#### INSTRUCTIONS TO FOLLOW:
Filter the rows below and keep each line that contains the word "every".

++++ AVAILABLE DATA

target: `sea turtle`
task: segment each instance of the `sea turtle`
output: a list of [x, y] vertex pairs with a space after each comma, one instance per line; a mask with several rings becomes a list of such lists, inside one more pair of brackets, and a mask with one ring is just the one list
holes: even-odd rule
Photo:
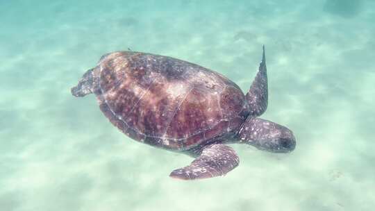
[[290, 130], [258, 117], [268, 101], [264, 46], [259, 70], [246, 95], [214, 71], [132, 51], [103, 56], [71, 91], [75, 96], [94, 93], [106, 117], [131, 138], [195, 158], [173, 171], [172, 178], [226, 174], [239, 163], [226, 144], [278, 153], [292, 151], [296, 145]]

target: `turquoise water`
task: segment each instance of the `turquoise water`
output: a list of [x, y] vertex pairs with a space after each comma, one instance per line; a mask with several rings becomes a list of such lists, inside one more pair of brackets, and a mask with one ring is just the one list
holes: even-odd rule
[[[372, 210], [375, 3], [310, 1], [0, 0], [0, 210]], [[130, 140], [93, 95], [70, 94], [128, 48], [247, 91], [262, 44], [262, 118], [297, 146], [233, 144], [240, 164], [224, 177], [170, 178], [192, 158]]]

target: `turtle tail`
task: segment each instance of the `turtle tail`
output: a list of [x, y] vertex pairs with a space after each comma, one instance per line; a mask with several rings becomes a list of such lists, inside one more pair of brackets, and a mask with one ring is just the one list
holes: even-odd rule
[[90, 69], [86, 71], [79, 80], [78, 84], [72, 87], [70, 90], [74, 96], [84, 96], [92, 93], [94, 85], [94, 69]]

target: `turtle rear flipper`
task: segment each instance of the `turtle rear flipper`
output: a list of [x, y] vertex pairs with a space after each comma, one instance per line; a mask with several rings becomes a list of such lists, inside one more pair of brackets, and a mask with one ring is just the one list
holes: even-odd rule
[[222, 176], [238, 166], [240, 160], [235, 151], [224, 144], [206, 147], [201, 155], [183, 168], [173, 171], [170, 177], [182, 180], [194, 180]]
[[249, 107], [250, 115], [259, 117], [266, 110], [268, 104], [268, 82], [265, 46], [263, 46], [263, 55], [262, 62], [259, 65], [259, 70], [249, 92], [246, 94], [246, 99]]

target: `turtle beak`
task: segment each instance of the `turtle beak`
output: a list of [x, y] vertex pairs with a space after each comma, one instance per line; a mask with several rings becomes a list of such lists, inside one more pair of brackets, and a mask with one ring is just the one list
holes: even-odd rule
[[89, 69], [79, 80], [78, 84], [70, 90], [72, 94], [74, 96], [82, 97], [92, 93], [92, 85], [94, 79], [92, 76], [93, 69]]

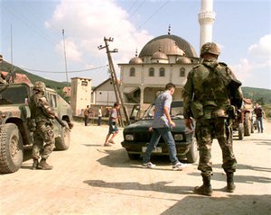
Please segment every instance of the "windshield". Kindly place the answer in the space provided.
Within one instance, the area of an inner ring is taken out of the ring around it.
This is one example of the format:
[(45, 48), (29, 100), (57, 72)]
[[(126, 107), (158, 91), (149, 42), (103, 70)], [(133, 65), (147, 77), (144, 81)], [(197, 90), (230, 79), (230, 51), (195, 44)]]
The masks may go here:
[(27, 97), (26, 85), (5, 85), (0, 89), (0, 105), (24, 103)]
[[(153, 119), (154, 116), (155, 104), (151, 104), (144, 113), (142, 119)], [(171, 106), (171, 117), (183, 118), (183, 102), (173, 101)]]

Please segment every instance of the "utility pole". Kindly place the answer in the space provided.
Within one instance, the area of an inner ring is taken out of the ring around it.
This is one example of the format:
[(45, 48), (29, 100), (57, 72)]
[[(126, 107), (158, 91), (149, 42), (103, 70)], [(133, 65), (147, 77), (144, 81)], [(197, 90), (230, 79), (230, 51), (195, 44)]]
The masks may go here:
[(69, 86), (68, 69), (67, 69), (67, 58), (66, 58), (66, 45), (65, 45), (65, 31), (64, 31), (64, 29), (62, 30), (62, 36), (63, 36), (63, 46), (64, 46), (66, 80), (67, 80), (67, 86)]
[[(109, 65), (109, 72), (111, 75), (111, 79), (112, 79), (114, 91), (115, 91), (115, 94), (116, 94), (116, 99), (117, 99), (117, 102), (121, 104), (121, 106), (123, 108), (123, 112), (125, 113), (126, 123), (128, 124), (129, 117), (128, 117), (127, 110), (126, 110), (126, 106), (124, 105), (122, 94), (121, 94), (121, 91), (119, 88), (119, 84), (117, 83), (117, 78), (112, 57), (110, 54), (110, 53), (117, 52), (117, 49), (114, 49), (113, 50), (109, 50), (108, 41), (113, 41), (113, 40), (114, 40), (114, 38), (109, 37), (108, 39), (107, 39), (106, 37), (104, 37), (105, 46), (100, 45), (98, 47), (98, 49), (102, 49), (104, 48), (107, 49), (107, 59), (108, 59), (108, 65)], [(120, 115), (120, 117), (121, 117), (121, 115)], [(121, 122), (123, 123), (122, 119), (121, 119)]]

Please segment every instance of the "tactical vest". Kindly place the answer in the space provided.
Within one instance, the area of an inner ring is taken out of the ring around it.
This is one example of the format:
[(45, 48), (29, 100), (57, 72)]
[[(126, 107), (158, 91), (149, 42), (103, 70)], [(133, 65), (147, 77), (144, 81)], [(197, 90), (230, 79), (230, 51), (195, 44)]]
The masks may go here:
[(227, 67), (220, 63), (216, 67), (201, 64), (193, 72), (194, 101), (199, 101), (203, 107), (226, 107), (230, 104), (228, 85), (230, 76)]

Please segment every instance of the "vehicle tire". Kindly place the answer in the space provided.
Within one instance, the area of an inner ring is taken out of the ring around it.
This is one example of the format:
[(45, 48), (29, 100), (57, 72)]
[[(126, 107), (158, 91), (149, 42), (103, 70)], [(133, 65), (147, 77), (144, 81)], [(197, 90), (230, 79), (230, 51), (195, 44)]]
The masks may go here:
[(242, 140), (244, 139), (244, 125), (243, 123), (238, 124), (238, 139)]
[(139, 154), (131, 154), (131, 153), (128, 153), (128, 157), (131, 160), (138, 160), (140, 158), (140, 155)]
[(14, 123), (0, 126), (0, 173), (18, 171), (23, 159), (23, 139)]
[(192, 139), (191, 144), (191, 148), (186, 154), (186, 158), (188, 163), (195, 163), (198, 159), (199, 152), (198, 152), (198, 145), (195, 139)]
[(245, 114), (245, 128), (244, 128), (244, 135), (245, 136), (250, 136), (250, 130), (251, 130), (251, 123), (249, 119), (249, 112), (246, 112)]
[[(62, 121), (68, 127), (66, 121)], [(69, 128), (69, 127), (68, 127)], [(55, 149), (56, 150), (67, 150), (70, 147), (70, 130), (66, 127), (61, 127), (61, 137), (55, 138)]]

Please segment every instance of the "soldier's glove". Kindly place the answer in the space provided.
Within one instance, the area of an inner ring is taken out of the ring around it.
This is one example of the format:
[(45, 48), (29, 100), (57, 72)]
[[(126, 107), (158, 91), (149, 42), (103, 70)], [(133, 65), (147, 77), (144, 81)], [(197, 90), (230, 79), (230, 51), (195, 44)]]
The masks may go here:
[(192, 130), (192, 128), (193, 128), (193, 121), (192, 121), (192, 120), (191, 118), (185, 119), (185, 126), (190, 130)]

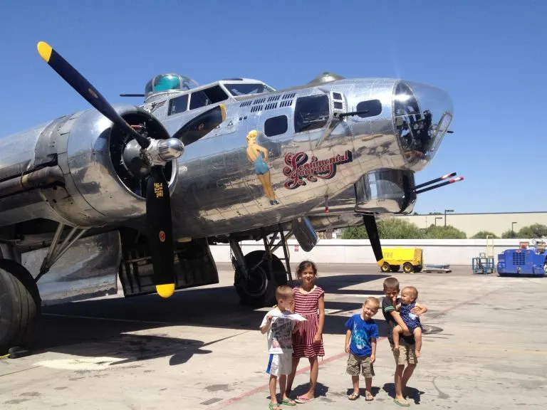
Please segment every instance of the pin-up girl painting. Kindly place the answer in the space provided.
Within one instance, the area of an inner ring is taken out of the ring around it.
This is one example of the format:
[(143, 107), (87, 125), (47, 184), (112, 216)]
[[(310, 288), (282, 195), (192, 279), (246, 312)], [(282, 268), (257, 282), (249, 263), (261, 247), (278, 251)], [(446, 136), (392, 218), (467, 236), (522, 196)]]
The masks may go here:
[(256, 130), (247, 134), (247, 158), (254, 166), (254, 172), (262, 184), (266, 197), (270, 200), (270, 205), (278, 205), (279, 202), (277, 201), (276, 194), (271, 187), (270, 169), (266, 163), (268, 161), (268, 150), (256, 143), (258, 136), (259, 132)]

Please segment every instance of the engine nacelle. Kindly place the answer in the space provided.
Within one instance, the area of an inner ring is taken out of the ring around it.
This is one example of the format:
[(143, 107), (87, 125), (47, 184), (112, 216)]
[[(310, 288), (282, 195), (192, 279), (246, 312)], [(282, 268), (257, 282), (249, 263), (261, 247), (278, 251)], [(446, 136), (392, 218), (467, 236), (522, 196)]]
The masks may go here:
[[(149, 137), (169, 138), (163, 125), (142, 108), (117, 105), (115, 109), (130, 125), (144, 124)], [(46, 131), (38, 145), (56, 146), (66, 191), (57, 189), (43, 194), (62, 219), (81, 227), (98, 226), (145, 214), (147, 177), (133, 177), (123, 160), (124, 147), (132, 137), (95, 110), (66, 117), (51, 132)], [(177, 167), (174, 159), (165, 167), (170, 189), (176, 182)]]

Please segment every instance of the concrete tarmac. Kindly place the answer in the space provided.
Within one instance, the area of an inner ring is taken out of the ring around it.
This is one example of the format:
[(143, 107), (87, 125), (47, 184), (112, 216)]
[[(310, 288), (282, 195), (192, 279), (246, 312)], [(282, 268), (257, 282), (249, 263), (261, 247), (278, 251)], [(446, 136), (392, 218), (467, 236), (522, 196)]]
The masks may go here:
[[(44, 309), (33, 355), (0, 360), (0, 408), (41, 410), (267, 409), (267, 309), (240, 306), (229, 264), (218, 285), (156, 295), (94, 299)], [(296, 407), (398, 409), (395, 362), (381, 312), (373, 401), (348, 399), (344, 323), (389, 275), (374, 266), (322, 265), (327, 312), (317, 398)], [(409, 382), (410, 407), (542, 409), (547, 405), (547, 278), (395, 273), (429, 309), (428, 332)], [(303, 393), (308, 364), (293, 385)], [(361, 387), (364, 388), (364, 379)], [(364, 390), (363, 390), (364, 394)], [(288, 408), (283, 406), (283, 408)]]

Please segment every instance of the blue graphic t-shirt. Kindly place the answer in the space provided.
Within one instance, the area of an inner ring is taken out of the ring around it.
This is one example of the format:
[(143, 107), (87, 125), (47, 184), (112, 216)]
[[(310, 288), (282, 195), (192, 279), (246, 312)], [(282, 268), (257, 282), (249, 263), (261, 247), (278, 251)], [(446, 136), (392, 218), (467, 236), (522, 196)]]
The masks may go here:
[(363, 320), (360, 313), (348, 319), (345, 327), (351, 330), (350, 352), (355, 356), (370, 356), (373, 352), (370, 339), (378, 338), (378, 325), (372, 319)]

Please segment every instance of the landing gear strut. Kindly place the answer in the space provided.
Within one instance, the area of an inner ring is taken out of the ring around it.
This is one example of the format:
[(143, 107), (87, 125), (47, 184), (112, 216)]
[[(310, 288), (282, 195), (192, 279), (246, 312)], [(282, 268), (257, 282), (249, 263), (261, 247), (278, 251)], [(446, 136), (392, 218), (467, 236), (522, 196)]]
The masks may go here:
[(58, 224), (36, 278), (20, 263), (1, 258), (0, 253), (0, 355), (9, 352), (11, 357), (21, 356), (30, 347), (41, 311), (36, 283), (88, 231), (72, 228), (60, 243), (65, 226)]
[[(286, 236), (279, 226), (269, 242), (264, 237), (264, 251), (253, 251), (244, 256), (237, 240), (230, 238), (231, 258), (235, 270), (234, 285), (242, 305), (253, 308), (273, 306), (276, 304), (276, 288), (286, 285), (289, 279), (292, 283), (286, 243), (291, 234), (289, 232)], [(275, 244), (278, 236), (281, 237)], [(274, 254), (280, 246), (283, 248), (283, 258)]]
[(41, 300), (31, 273), (14, 261), (0, 259), (0, 355), (21, 355), (30, 347)]

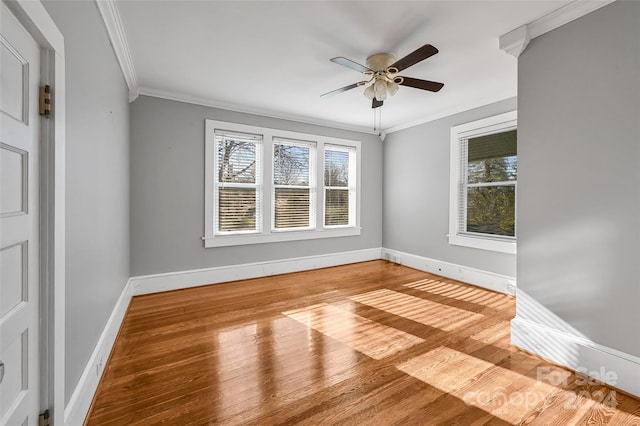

++++++++

#### TASK ANSWER:
Please segment every instance of the "windshield". Kindly place the answer in the space provided.
Please segment every instance of the "utility pole". Kindly place the answer in the space provided.
Please segment every instance of the "tactical vest". Kindly place the answer in the space provided.
Please segment every instance of the "vehicle tire". Kindly place the answer in the space provided.
Please segment every instance of the "soldier's glove". Kindly place the answer in the space provided.
Please segment every instance of the pin-up girl painting. Kindly place the answer in the space provided.
Please segment every instance of the engine nacelle. Kindly place the answer in the space provided.
Please segment every instance of the concrete tarmac. Kindly place the answer in the space provided.
Please segment every instance of the blue graphic t-shirt. Kindly place the answer in the space provided.
Please segment every instance of the landing gear strut. Kindly place the answer in the space provided.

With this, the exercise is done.